**TASK INSTRUCTIONS:**
1. Rewrite the piece on recessions and productivity from "Eventually the less" up to and including "less productive firms.", putting "sales volume" in place of "market share".
2. In the piece on recessions and productivity, who wondered on Twitter what actually causes recessions?

**READING TEXT:**

Why do recessions occur?… One answer points to Productivity
Noah Smith made a thought-provoking statement on twitter, “Sometimes I wonder what actually causes recessions.” He received a slew of responses.
While one could point to many causes, including tight money and the beats of butterfly wings, I look primarily to the dynamics of productivity. Here is a graph of year-over-year productivity growth…
You will see that productivity has a tendency to accelerate through the recessions. Productivity has a natural tendency to increase due to innovation. So why are recessions part of that process to higher productivity?
- On the supply side… Some firms continue with lower productivity processes. They have contracts. They have market presence. They do not replace equipment that is less productive. So there is a force to push these firms to either increase productivity or get out of the way.
- On the demand side… Effective demand constrains productivity. In the process of a business cycle, productivity gets limited by demand. In the sense that demand wears thin for increased production. Before many recessions, effective demand will expand allowing productivity to increase.
Recessions are a normal part of the cyclical growth process to push through the demand and supply constraints upon productivity. In the graph above, you will see productivity growth spurts after the recessions. Those are times when more productive firms can establish themselves more securely in the economy.
In China… Productivity has increased greatly there, right? Well, maybe… Productivity has slowed down greatly in China, and one could make a case that productivity is the most important problem in China. (link to WSJ article)
Eventually the less productive firms feel the increasing pressure from more productive firms. There is a battle for market share and profits. Labor share normally rises, Inflation will rise. The economy will overheat in this battle for productivity. Nominal interest rates may rise to try to cool it down, but eventually the more productive firms gain advantage through the reshuffling process in a recession as profit rates become too vulnerable for the less productive firms.
Some recessions are better at supporting the advance of more productive firms. After the crisis, productivity had a nice quick growth spurt but then fell flat as less productive firms were protected within accommodative policies, most specifically monetary… and the stagnation of real wages.
“Productivity has a natural tendency to increase due to innovation…”

**SOURCE DATA:**
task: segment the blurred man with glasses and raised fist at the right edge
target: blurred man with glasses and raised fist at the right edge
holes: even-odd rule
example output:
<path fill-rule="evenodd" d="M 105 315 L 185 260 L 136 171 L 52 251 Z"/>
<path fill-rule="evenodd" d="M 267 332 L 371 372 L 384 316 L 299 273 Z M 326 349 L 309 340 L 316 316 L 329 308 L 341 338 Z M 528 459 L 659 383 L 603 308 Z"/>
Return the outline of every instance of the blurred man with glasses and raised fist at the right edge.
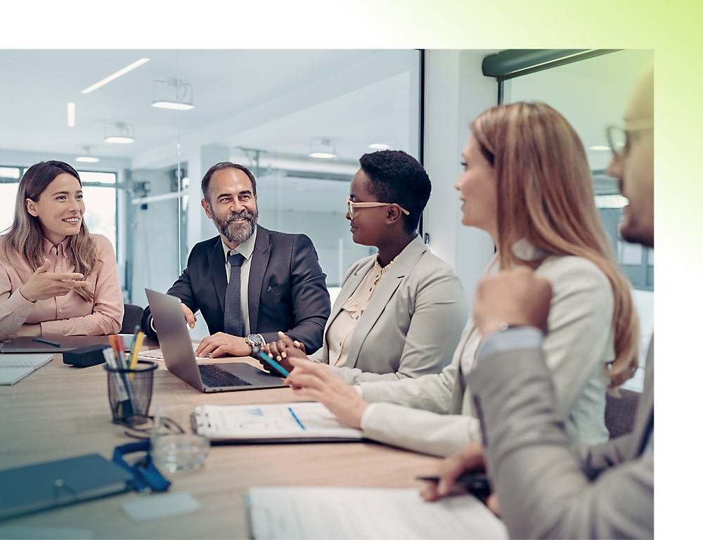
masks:
<path fill-rule="evenodd" d="M 624 126 L 609 128 L 608 138 L 608 174 L 628 198 L 620 234 L 653 248 L 653 68 L 636 84 Z M 572 447 L 541 350 L 551 294 L 549 282 L 526 268 L 479 284 L 474 317 L 484 339 L 468 383 L 485 448 L 470 444 L 446 458 L 439 484 L 428 484 L 423 497 L 446 495 L 463 470 L 485 465 L 494 489 L 489 507 L 512 540 L 654 538 L 654 338 L 633 431 Z"/>

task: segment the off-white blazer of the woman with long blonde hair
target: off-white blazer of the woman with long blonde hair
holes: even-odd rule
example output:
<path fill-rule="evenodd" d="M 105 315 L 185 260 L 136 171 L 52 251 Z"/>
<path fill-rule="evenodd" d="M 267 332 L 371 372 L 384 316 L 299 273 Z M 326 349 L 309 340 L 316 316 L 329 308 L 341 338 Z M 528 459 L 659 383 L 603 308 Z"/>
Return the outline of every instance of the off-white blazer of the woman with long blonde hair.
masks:
<path fill-rule="evenodd" d="M 610 281 L 581 257 L 549 257 L 536 274 L 549 279 L 552 301 L 546 363 L 554 380 L 557 413 L 574 442 L 607 441 L 605 364 L 614 359 Z M 425 454 L 449 456 L 481 442 L 481 429 L 465 378 L 480 335 L 467 323 L 451 364 L 437 375 L 394 383 L 361 383 L 373 405 L 364 413 L 364 436 Z M 467 358 L 470 356 L 470 358 Z"/>

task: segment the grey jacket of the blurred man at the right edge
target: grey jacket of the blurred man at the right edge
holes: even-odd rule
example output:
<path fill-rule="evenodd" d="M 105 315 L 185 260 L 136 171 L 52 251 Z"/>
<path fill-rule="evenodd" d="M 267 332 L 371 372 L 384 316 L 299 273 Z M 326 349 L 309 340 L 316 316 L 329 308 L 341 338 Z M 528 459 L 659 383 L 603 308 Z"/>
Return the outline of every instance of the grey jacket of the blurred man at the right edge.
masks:
<path fill-rule="evenodd" d="M 654 336 L 633 432 L 600 446 L 569 445 L 538 349 L 489 356 L 469 385 L 510 539 L 654 538 Z"/>

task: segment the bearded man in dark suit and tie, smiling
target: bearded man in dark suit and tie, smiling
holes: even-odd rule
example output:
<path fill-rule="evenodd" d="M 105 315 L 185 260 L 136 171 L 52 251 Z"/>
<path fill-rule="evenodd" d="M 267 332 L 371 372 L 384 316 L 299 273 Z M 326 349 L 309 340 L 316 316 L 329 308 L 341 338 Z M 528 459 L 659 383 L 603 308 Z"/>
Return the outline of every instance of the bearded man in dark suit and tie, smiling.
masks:
<path fill-rule="evenodd" d="M 282 330 L 310 350 L 322 345 L 330 316 L 325 274 L 310 238 L 257 225 L 257 183 L 243 165 L 221 162 L 202 177 L 202 208 L 219 236 L 200 242 L 168 290 L 193 328 L 195 311 L 211 335 L 196 355 L 247 356 Z M 142 328 L 156 337 L 150 309 Z"/>

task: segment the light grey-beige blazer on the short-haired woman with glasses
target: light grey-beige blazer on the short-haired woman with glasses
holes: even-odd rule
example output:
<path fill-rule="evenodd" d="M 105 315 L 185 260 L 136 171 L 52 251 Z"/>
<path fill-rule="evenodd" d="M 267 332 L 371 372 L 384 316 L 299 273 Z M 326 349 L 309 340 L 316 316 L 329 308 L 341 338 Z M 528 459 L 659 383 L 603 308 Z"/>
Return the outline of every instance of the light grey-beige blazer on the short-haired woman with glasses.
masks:
<path fill-rule="evenodd" d="M 311 359 L 329 364 L 330 324 L 374 260 L 375 255 L 361 259 L 347 271 L 325 326 L 323 345 Z M 346 366 L 332 369 L 348 383 L 438 373 L 451 361 L 468 312 L 456 272 L 416 236 L 398 255 L 357 321 Z"/>

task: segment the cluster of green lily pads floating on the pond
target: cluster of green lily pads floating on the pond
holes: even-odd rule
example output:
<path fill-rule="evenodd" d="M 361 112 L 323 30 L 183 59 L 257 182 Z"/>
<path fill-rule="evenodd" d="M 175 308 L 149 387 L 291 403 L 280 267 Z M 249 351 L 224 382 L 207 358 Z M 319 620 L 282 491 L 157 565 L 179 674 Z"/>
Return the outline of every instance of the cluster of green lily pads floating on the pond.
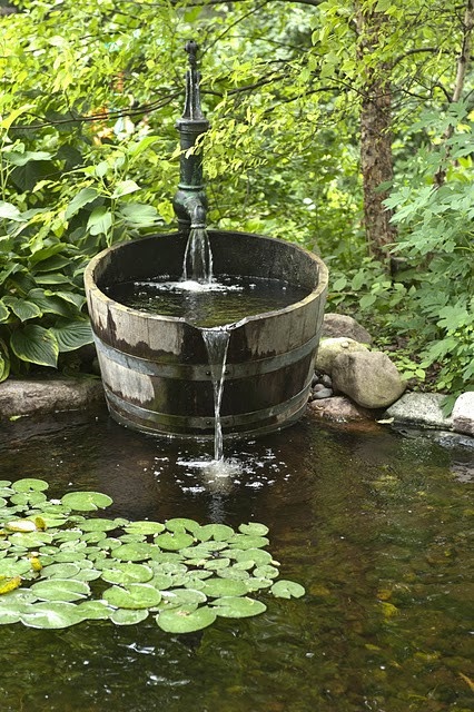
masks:
<path fill-rule="evenodd" d="M 305 593 L 292 581 L 274 583 L 279 564 L 261 548 L 268 544 L 264 524 L 241 524 L 235 532 L 188 518 L 87 518 L 111 498 L 70 492 L 48 500 L 46 490 L 48 483 L 31 477 L 0 482 L 0 624 L 132 625 L 154 613 L 164 631 L 189 633 L 218 616 L 266 611 L 250 593 Z"/>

**RESPONSES FOR EACH TASK:**
1.
Eventually the less productive firms feel the increasing pressure from more productive firms. There is a battle for sales volume and profits. Labor share normally rises, Inflation will rise. The economy will overheat in this battle for productivity. Nominal interest rates may rise to try to cool it down, but eventually the more productive firms gain advantage through the reshuffling process in a recession as profit rates become too vulnerable for the less productive firms.

2. Noah Smith